[Point labeling data]
------------------------------------
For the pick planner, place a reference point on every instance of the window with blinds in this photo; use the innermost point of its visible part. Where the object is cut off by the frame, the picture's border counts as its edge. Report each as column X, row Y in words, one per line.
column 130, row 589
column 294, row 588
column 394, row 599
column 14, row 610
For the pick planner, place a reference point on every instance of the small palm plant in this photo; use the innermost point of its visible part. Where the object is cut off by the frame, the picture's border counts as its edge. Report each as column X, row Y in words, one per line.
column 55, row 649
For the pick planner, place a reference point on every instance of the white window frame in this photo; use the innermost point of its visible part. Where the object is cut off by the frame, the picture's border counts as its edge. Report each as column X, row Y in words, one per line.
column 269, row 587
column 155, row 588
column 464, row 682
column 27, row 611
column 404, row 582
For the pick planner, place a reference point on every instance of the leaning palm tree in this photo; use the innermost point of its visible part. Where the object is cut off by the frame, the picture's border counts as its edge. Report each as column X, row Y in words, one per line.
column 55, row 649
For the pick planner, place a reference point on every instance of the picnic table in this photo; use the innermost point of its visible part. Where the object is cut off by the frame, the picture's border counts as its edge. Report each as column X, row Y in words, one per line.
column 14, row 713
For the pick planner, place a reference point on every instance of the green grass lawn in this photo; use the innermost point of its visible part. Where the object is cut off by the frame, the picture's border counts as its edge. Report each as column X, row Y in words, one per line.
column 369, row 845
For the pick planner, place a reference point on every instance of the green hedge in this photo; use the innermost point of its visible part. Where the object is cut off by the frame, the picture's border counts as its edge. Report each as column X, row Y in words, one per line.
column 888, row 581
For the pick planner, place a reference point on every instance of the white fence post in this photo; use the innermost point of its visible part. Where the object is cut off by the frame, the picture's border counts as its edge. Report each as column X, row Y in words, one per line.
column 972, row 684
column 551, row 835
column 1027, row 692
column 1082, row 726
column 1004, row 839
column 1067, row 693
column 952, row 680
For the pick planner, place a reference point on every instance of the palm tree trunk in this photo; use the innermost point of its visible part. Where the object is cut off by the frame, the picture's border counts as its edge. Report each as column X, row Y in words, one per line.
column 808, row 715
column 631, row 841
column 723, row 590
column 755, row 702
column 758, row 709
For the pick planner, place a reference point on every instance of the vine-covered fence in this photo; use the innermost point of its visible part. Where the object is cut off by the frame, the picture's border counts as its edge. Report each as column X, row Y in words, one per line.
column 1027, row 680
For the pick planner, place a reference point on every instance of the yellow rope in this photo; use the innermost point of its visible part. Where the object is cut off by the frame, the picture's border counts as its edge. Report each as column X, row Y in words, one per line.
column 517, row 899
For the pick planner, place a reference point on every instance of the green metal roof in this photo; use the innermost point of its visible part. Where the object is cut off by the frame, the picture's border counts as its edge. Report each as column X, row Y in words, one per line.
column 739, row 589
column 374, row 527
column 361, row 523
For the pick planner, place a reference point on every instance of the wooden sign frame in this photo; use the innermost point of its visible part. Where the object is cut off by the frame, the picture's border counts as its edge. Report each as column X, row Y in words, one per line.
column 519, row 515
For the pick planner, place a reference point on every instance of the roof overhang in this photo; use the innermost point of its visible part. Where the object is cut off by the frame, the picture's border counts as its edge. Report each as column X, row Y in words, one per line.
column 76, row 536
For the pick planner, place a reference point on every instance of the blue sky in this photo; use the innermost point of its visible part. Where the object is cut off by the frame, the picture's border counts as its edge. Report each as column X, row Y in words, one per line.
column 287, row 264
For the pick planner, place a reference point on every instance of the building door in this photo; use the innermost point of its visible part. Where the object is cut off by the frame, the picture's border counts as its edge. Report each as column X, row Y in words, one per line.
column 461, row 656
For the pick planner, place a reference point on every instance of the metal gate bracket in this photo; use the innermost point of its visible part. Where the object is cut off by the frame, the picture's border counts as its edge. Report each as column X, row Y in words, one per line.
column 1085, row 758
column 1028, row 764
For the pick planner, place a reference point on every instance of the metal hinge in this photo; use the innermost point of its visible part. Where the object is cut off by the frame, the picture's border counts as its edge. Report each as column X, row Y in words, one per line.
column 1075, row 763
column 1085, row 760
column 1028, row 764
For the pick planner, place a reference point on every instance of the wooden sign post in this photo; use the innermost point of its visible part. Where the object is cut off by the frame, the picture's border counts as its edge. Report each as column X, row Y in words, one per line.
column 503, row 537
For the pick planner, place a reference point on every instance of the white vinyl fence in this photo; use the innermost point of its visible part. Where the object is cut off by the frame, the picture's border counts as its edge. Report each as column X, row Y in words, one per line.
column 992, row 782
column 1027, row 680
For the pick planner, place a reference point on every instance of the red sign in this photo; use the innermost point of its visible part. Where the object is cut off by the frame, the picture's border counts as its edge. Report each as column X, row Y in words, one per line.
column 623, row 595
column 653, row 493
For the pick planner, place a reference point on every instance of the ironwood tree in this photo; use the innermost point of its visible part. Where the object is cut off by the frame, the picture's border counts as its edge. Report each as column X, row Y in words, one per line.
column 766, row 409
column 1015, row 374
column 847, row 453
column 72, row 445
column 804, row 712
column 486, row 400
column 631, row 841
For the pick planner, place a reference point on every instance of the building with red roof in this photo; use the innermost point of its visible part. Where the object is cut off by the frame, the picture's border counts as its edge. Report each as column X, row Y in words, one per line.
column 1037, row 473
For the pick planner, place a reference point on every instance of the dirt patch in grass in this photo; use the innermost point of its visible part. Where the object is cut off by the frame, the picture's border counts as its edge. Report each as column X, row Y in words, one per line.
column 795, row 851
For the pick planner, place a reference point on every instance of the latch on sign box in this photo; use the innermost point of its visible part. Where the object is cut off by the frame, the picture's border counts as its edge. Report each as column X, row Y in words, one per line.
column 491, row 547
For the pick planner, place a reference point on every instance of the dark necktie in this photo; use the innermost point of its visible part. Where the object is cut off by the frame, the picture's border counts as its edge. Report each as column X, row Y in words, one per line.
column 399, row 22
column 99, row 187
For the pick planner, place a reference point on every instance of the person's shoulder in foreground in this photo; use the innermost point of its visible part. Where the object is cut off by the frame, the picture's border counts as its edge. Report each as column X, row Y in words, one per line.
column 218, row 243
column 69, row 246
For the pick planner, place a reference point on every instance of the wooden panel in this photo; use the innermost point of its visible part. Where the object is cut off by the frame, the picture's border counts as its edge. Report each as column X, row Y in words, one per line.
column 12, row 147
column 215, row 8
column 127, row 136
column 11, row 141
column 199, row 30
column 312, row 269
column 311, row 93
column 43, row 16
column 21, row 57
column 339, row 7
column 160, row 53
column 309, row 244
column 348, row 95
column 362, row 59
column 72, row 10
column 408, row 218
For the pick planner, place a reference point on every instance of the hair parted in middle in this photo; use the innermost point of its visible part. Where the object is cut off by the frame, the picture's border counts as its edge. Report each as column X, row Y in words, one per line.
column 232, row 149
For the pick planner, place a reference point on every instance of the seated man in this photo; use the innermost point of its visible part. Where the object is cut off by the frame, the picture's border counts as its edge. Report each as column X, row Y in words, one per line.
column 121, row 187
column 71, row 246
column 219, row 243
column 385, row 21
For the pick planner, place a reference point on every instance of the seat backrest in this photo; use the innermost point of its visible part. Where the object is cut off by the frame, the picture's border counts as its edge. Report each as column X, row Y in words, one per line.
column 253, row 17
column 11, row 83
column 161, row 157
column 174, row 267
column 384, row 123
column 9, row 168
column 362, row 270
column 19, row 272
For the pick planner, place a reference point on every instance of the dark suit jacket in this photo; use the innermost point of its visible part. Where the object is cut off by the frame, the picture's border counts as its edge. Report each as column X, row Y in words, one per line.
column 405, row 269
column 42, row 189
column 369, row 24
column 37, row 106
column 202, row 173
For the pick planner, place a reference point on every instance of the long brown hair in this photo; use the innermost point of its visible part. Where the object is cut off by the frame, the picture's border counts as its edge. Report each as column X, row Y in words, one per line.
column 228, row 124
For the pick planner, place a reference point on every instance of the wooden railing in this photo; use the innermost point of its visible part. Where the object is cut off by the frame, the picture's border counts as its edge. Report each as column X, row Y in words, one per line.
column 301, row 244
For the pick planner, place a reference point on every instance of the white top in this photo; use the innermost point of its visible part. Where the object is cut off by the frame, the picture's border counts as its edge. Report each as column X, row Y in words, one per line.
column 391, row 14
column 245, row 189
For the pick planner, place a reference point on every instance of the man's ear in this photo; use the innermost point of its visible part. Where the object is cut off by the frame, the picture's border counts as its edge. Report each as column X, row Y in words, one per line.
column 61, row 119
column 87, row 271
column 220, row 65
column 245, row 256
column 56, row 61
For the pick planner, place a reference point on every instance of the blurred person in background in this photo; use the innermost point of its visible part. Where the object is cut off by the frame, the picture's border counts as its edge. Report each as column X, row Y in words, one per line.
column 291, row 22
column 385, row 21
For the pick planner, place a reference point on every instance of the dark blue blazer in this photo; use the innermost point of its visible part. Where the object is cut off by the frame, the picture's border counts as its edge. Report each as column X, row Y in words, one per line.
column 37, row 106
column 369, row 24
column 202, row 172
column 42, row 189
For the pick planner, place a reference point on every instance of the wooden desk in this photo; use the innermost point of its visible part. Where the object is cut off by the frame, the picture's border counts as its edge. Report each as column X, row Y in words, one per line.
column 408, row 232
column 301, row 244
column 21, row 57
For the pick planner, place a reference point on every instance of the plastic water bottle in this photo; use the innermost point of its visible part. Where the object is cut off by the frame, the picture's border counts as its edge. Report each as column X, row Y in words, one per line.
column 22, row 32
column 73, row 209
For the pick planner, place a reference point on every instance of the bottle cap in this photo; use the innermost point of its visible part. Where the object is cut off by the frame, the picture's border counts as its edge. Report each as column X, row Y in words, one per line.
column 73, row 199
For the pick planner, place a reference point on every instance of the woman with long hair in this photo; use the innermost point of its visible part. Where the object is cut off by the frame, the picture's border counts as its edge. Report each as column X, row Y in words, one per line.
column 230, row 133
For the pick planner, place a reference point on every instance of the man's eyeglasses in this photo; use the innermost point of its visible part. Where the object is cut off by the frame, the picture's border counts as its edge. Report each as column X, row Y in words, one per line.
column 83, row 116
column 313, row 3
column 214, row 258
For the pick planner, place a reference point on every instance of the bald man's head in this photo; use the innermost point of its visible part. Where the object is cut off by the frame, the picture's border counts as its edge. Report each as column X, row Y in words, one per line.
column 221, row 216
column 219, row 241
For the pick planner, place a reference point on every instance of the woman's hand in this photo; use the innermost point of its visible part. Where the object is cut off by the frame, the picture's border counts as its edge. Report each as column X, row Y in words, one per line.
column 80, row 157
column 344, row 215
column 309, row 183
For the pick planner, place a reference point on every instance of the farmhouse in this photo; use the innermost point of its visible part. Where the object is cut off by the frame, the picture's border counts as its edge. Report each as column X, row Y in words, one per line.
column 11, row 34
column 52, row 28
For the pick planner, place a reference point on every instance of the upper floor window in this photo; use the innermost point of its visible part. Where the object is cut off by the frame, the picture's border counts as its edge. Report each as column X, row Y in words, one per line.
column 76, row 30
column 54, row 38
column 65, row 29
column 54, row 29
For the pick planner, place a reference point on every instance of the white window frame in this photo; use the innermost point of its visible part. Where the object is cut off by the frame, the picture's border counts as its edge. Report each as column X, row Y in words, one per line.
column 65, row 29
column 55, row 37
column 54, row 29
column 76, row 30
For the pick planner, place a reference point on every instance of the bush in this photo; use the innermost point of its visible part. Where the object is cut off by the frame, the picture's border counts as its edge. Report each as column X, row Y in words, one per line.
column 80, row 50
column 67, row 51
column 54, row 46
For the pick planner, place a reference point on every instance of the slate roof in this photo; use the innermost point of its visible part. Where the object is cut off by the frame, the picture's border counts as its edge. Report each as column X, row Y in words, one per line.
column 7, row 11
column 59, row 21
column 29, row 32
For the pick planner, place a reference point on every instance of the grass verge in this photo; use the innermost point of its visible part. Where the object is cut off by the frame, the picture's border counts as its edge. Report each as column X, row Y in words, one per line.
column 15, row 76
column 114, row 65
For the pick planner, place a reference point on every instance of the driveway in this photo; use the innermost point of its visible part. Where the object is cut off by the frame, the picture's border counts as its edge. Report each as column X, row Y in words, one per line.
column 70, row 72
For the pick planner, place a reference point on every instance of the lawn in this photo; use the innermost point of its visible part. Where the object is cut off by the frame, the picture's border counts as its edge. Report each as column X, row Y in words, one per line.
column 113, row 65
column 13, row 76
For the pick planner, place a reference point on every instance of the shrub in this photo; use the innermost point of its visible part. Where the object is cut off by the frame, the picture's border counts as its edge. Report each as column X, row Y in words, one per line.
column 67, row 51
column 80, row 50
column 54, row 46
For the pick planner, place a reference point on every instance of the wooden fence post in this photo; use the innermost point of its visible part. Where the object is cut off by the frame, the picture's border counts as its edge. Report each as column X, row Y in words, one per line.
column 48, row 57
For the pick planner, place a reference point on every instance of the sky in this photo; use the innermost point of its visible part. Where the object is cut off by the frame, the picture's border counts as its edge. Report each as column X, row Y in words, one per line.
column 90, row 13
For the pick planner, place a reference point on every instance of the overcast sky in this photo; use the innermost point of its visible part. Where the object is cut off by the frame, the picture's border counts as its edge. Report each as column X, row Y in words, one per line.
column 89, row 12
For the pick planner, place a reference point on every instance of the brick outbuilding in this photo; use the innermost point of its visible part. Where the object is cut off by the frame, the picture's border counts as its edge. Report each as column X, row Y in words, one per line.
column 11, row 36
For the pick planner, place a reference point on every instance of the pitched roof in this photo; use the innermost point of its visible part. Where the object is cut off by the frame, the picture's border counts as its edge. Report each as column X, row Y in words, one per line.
------------------------------------
What is needed :: Put the part of the data that opens with the line containing "of the plastic" and closes with the line containing "column 230, row 133" into a Markdown table. Use a column named No for the row number and a column named Line for the line itself, and leave out blank lines.

Result for this exercise ::
| No | Line |
|---|---|
| 1 | For the pick planner, place a reference point on every instance of the plastic water bottle in this photo; use the innermost point of its visible part. Where the object is cut off by the frame, the picture's border counts as its edge. Report each as column X, row Y in words, one per line. |
| 2 | column 22, row 32 |
| 3 | column 73, row 209 |
| 4 | For the pick planner, place a reference point on every instance of the bottle cap in this photo; use the innermost point of its visible part. Where the object is cut off by the frame, the picture's border counts as its edge. Report each as column X, row Y in words, one per line. |
| 5 | column 73, row 199 |
| 6 | For the pick planner, place a reference point on every instance of the woman with long hair in this photo; use the innermost point of its visible part. Where the object is cut off by the frame, the picture's border counts as its edge. Report each as column X, row Y in words, one per line. |
| 7 | column 230, row 133 |